EXERCISE REQUIREMENTS:
[1] List every percentage figure given in the text on trauma and mental health services in Baltimore.
[2] Extend the text on trauma and mental health services in Baltimore, picking up after its last sentence.

Addressing Trauma and Access to Mental Health Services

Background: Baltimore City faces significant behavioral health challenges and disparities. City residents, despite making up only 11 percent of Maryland’s total population, have consistently represented 30 percent of all statewide inpatient hospital discharges for individuals with mental illness. In 2013, 28 percent of Baltimore City students reported symptoms of mental illness, compared to 23 percent of Maryland students. Over 60,000 residents are estimated to have a drug or alcohol addiction.

Accomplishments/Progress/Update:

  • Addressing trauma in West Baltimore. In September 2016, BCHD was awarded a 5-year, $5 million grant by the Substance Abuse and Mental Health Services Administration (SAMHSA) for the Resiliency in Communities After Stress and Trauma program. The goal of ReCAST is to reduce the impact of trauma and build resilience in Central West Baltimore communities adversely impacted by the April 2015 unrest. The program empowers community organizations from West Baltimore to implement high-quality, trauma-informed services to promote connectedness and resilience in youth.     
  • Promoting student resilience. Supplementing ReCAST is Promoting Student Resilience, a $2 million grant awarded by the U.S. Department of Education to the Baltimore City Public School System to fund school-based mental health, counseling, and behavioral programs for students. In partnership with BCHD, City Schools will work to expand access to trauma-informed services and create safe and supportive learning environments.

Saved entries:

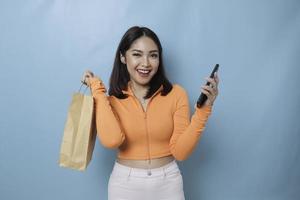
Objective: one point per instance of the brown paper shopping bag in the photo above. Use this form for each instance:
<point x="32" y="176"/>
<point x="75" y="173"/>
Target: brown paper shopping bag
<point x="79" y="133"/>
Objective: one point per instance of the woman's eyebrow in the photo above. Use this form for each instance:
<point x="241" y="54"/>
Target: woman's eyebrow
<point x="142" y="51"/>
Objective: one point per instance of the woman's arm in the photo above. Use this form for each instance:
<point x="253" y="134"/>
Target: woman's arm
<point x="186" y="133"/>
<point x="109" y="130"/>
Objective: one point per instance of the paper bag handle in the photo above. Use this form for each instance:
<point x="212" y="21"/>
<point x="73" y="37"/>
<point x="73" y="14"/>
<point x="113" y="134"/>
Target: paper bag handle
<point x="81" y="87"/>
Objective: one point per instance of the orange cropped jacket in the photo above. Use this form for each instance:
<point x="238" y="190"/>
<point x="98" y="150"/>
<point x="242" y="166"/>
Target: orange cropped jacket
<point x="163" y="129"/>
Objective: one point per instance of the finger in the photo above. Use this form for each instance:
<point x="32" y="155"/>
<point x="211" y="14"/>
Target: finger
<point x="206" y="90"/>
<point x="216" y="77"/>
<point x="209" y="88"/>
<point x="211" y="81"/>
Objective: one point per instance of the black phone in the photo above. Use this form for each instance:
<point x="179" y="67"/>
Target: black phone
<point x="202" y="98"/>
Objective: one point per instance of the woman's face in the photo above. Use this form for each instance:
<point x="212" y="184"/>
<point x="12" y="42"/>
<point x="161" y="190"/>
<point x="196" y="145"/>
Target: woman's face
<point x="142" y="60"/>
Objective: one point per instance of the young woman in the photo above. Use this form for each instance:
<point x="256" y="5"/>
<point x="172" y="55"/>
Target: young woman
<point x="148" y="119"/>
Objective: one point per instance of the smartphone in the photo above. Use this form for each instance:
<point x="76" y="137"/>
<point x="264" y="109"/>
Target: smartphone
<point x="202" y="98"/>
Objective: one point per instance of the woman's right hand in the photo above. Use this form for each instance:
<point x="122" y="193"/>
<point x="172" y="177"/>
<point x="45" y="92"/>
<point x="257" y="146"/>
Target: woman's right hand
<point x="86" y="78"/>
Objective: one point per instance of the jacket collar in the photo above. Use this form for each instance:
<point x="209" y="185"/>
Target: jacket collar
<point x="130" y="92"/>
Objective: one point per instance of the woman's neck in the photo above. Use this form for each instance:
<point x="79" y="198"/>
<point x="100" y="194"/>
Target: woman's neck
<point x="139" y="90"/>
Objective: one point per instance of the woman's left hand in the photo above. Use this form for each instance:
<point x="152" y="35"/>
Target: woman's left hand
<point x="211" y="91"/>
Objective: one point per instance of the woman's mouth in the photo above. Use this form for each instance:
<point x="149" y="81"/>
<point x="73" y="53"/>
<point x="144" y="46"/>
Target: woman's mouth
<point x="143" y="73"/>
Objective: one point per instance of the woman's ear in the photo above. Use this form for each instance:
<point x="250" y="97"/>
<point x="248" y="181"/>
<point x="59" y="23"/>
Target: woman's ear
<point x="122" y="58"/>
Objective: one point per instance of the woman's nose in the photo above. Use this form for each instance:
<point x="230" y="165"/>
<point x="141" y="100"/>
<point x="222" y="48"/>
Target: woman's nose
<point x="145" y="61"/>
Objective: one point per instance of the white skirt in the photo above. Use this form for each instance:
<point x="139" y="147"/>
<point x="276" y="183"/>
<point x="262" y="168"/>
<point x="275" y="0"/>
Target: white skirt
<point x="164" y="183"/>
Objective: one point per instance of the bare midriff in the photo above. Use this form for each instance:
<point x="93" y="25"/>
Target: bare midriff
<point x="144" y="164"/>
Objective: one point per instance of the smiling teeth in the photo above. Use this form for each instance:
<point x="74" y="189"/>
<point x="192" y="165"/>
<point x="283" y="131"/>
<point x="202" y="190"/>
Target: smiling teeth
<point x="143" y="71"/>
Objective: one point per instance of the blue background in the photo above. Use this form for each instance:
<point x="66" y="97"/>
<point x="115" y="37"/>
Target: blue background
<point x="251" y="146"/>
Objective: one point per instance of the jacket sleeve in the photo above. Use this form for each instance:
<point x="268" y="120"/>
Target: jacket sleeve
<point x="108" y="128"/>
<point x="186" y="133"/>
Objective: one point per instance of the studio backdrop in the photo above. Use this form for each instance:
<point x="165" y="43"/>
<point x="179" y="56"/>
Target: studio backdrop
<point x="251" y="145"/>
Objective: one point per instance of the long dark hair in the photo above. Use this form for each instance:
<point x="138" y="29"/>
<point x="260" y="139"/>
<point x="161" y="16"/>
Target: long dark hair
<point x="120" y="76"/>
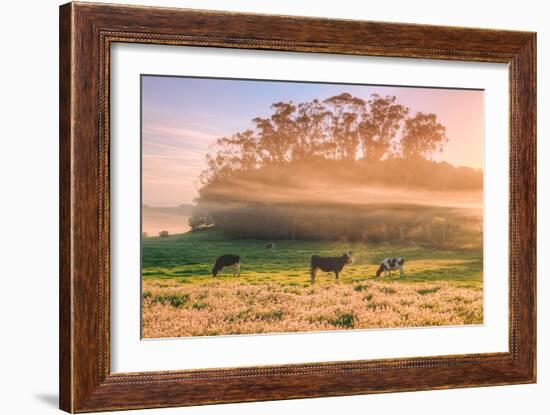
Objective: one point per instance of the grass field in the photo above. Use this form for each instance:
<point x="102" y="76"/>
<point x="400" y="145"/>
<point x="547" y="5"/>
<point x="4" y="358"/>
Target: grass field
<point x="273" y="294"/>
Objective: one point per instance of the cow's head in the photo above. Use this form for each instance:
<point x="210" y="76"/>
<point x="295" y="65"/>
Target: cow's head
<point x="348" y="256"/>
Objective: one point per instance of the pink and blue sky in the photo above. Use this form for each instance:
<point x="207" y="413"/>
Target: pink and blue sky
<point x="182" y="116"/>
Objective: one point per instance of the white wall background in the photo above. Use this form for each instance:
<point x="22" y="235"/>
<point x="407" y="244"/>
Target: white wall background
<point x="29" y="205"/>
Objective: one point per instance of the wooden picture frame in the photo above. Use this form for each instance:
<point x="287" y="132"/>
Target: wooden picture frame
<point x="86" y="33"/>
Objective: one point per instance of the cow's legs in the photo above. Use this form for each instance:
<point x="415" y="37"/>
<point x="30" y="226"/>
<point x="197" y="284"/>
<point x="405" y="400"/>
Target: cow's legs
<point x="313" y="271"/>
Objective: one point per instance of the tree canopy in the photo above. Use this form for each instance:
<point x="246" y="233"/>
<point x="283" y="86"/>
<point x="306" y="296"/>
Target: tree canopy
<point x="341" y="127"/>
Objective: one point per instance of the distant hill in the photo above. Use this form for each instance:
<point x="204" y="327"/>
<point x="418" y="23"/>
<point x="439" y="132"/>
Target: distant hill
<point x="173" y="219"/>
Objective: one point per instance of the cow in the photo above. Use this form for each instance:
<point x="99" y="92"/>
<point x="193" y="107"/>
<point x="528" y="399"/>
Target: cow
<point x="391" y="264"/>
<point x="329" y="264"/>
<point x="227" y="261"/>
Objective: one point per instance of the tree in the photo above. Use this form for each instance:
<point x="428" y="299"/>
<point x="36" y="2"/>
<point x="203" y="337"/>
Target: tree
<point x="276" y="135"/>
<point x="380" y="125"/>
<point x="344" y="115"/>
<point x="230" y="154"/>
<point x="311" y="133"/>
<point x="423" y="136"/>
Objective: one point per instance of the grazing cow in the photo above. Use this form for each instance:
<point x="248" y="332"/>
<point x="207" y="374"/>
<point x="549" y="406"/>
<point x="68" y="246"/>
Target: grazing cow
<point x="391" y="264"/>
<point x="227" y="261"/>
<point x="329" y="264"/>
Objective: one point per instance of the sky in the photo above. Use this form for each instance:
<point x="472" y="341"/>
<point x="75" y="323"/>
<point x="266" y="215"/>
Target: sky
<point x="182" y="116"/>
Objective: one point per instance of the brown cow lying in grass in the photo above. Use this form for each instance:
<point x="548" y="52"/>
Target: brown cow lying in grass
<point x="391" y="264"/>
<point x="329" y="264"/>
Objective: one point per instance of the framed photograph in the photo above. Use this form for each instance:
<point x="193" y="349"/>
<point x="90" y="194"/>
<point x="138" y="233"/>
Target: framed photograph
<point x="260" y="207"/>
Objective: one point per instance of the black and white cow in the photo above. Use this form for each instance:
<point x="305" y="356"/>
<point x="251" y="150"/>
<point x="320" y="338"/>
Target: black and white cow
<point x="227" y="261"/>
<point x="329" y="264"/>
<point x="391" y="264"/>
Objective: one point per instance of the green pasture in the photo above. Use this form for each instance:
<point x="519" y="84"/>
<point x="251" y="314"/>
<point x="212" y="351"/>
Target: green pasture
<point x="189" y="258"/>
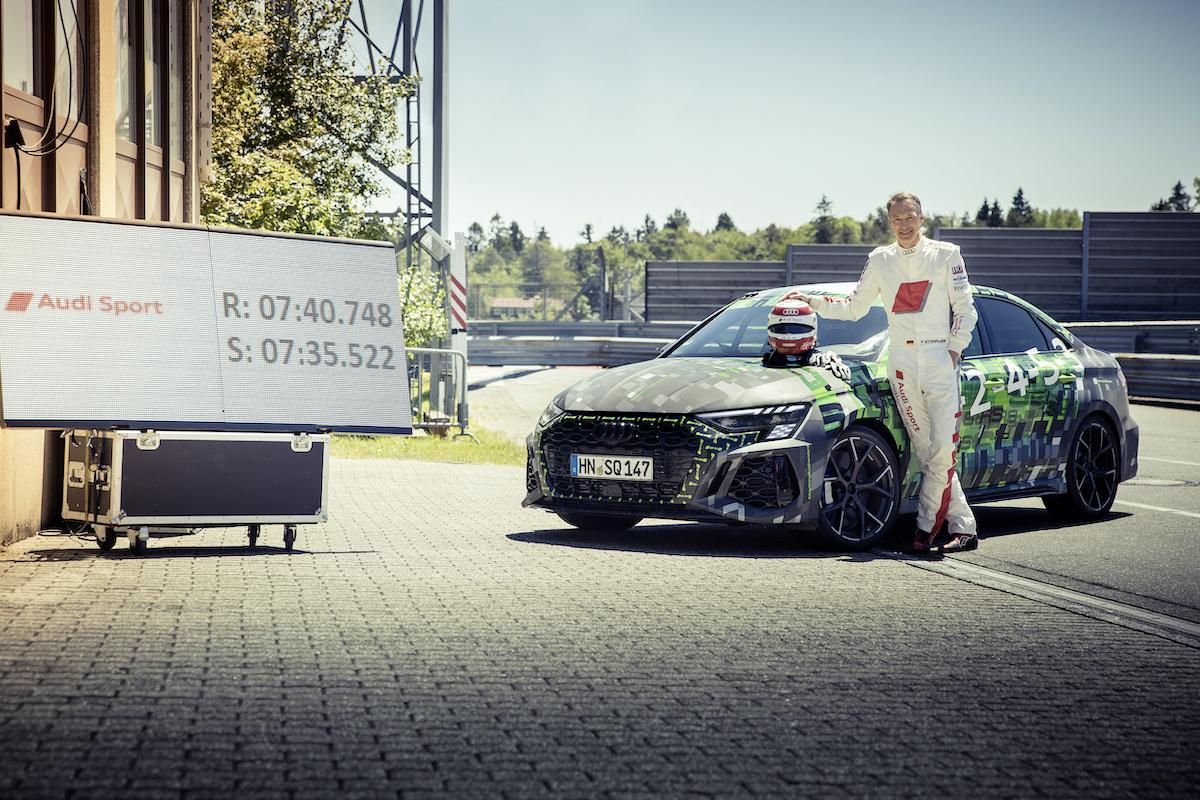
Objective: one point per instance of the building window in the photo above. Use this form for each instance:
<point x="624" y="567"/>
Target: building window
<point x="178" y="34"/>
<point x="21" y="56"/>
<point x="126" y="58"/>
<point x="155" y="64"/>
<point x="70" y="73"/>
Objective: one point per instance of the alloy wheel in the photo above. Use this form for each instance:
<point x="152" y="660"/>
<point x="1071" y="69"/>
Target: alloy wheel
<point x="858" y="494"/>
<point x="1096" y="467"/>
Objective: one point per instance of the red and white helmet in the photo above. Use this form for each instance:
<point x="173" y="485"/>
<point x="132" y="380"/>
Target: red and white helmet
<point x="792" y="326"/>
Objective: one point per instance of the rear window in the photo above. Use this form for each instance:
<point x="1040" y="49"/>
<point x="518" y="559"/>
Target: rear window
<point x="1013" y="329"/>
<point x="741" y="331"/>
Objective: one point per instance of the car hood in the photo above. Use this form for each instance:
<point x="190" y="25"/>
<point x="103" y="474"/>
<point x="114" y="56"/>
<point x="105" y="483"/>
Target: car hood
<point x="695" y="385"/>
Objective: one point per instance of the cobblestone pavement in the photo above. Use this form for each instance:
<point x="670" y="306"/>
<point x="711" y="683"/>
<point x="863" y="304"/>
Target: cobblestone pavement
<point x="437" y="639"/>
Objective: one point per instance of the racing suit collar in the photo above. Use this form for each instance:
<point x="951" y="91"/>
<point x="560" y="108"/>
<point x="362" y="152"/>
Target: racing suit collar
<point x="915" y="248"/>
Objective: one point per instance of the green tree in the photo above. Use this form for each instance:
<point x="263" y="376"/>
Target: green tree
<point x="421" y="305"/>
<point x="474" y="238"/>
<point x="1180" y="199"/>
<point x="648" y="228"/>
<point x="995" y="216"/>
<point x="677" y="221"/>
<point x="1057" y="218"/>
<point x="516" y="238"/>
<point x="823" y="221"/>
<point x="876" y="229"/>
<point x="297" y="140"/>
<point x="983" y="214"/>
<point x="1021" y="214"/>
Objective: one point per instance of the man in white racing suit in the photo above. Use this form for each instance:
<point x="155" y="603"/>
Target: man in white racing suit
<point x="927" y="295"/>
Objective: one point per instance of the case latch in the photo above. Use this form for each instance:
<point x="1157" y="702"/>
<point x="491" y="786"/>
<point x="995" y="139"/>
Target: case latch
<point x="100" y="477"/>
<point x="76" y="475"/>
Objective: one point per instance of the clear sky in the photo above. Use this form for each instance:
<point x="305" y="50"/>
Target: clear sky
<point x="570" y="112"/>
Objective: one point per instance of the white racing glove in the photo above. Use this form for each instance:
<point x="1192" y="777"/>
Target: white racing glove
<point x="832" y="362"/>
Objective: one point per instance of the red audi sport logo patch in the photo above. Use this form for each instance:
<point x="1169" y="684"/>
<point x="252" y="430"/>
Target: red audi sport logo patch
<point x="911" y="298"/>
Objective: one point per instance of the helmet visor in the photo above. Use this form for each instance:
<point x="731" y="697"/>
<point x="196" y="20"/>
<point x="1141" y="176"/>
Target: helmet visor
<point x="790" y="328"/>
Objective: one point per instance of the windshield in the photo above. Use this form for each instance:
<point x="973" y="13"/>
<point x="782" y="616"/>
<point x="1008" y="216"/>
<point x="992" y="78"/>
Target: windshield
<point x="741" y="331"/>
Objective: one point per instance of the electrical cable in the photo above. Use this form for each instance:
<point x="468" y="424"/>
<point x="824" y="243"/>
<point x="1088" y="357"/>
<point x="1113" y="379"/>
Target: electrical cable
<point x="48" y="146"/>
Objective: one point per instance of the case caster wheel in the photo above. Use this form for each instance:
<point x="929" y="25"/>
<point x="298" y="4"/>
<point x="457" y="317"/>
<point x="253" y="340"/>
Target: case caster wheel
<point x="139" y="539"/>
<point x="105" y="536"/>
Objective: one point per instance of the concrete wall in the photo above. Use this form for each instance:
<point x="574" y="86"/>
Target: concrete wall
<point x="29" y="482"/>
<point x="1120" y="266"/>
<point x="154" y="182"/>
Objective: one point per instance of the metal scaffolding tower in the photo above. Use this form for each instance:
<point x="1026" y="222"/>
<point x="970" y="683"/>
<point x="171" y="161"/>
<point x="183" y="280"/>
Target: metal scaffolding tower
<point x="419" y="210"/>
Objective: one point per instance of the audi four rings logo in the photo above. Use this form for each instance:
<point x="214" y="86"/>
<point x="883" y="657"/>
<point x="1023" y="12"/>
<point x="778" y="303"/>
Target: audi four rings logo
<point x="21" y="301"/>
<point x="617" y="432"/>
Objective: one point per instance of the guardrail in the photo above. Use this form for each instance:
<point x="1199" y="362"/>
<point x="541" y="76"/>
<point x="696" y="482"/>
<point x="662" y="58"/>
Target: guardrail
<point x="1162" y="377"/>
<point x="1173" y="372"/>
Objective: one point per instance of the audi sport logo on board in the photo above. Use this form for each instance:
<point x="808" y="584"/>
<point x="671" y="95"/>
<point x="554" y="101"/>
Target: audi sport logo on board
<point x="21" y="301"/>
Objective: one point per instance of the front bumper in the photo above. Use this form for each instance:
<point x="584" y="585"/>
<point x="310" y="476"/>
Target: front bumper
<point x="701" y="473"/>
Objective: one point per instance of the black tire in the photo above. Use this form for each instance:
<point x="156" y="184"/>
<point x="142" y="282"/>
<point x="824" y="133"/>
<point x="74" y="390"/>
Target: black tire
<point x="585" y="521"/>
<point x="106" y="537"/>
<point x="1093" y="471"/>
<point x="861" y="491"/>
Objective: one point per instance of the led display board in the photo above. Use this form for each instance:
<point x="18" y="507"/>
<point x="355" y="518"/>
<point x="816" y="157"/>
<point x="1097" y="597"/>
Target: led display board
<point x="108" y="324"/>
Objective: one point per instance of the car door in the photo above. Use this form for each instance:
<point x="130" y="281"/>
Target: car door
<point x="1015" y="398"/>
<point x="978" y="422"/>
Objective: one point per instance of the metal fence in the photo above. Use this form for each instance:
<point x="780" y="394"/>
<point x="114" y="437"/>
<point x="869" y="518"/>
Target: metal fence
<point x="437" y="389"/>
<point x="1119" y="266"/>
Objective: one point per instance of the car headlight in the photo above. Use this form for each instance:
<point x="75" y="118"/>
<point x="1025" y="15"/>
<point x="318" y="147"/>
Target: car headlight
<point x="552" y="411"/>
<point x="780" y="421"/>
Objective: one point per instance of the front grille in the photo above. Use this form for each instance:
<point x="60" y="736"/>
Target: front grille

SOLVED PROBLEMS:
[1] 11 percent, 30 percent, 28 percent, 23 percent

[2]
  • Trauma-informed care. There is growing recognition in Baltimore City that generations of exposure to poverty, racism, violent crime, and domestic violence have resulted in extremely high levels of traumatic stress for individuals, families, and communities across the City.  Recognizing that trauma is a major underlying factor of behavioral health issues and violence, BCHD has launched a trauma-informed care training initiative across the city government, which has already reached more than 1,200 City employees, including police officers and other front-line City workers.  The goal of this initiative is to educate all front-line City workers in trauma-informed approaches, including:
    • Understanding trauma
    • Understanding the impact of traumatic stress on brain development
    • Integrating trauma-informed practices into work with City residents
  • Establishment of a stabilization center. BCHD has secured $3.6 million in capital funds to build a “stabilization center”—also known as a sobering center—for those in need of temporary service related to intoxication. This is the first step in our efforts to start a 24/7 "Urgent Care" for addiction and mental health disorders—a comprehensive, community-based “emergency department” dedicated to patients presenting with substance abuse and mental health complaints. Just as a patient with a physical complaint can go into an emergency department any time of the day for treatment, a person suffering from addiction must be able to seek treatment on-demand.  This center will enable patients to self-refer or be brought by families, police, or EMS—a “no wrong door” policy ensures that nobody would be turned away. The center would provide full capacity treatment in both intensive inpatient and low-intensity outpatient settings, and connect patients to case management and other necessary services such as housing and job training. 
  • Increased focus on treatment and case management. Three hospitals in Baltimore City participate in the Screening, Brief Intervention, and Referral to Treatment (SBIRT) project, an evidence-based public health approach to providing early intervention and treatment services to those at risk of substance use and mental health disorders. BCHD is leading a citywide effort to expand the use of SBIRT to all healthcare institutions in the City to deliver early intervention and treatment services for those with or at risk for behavioral health and substance use disorders.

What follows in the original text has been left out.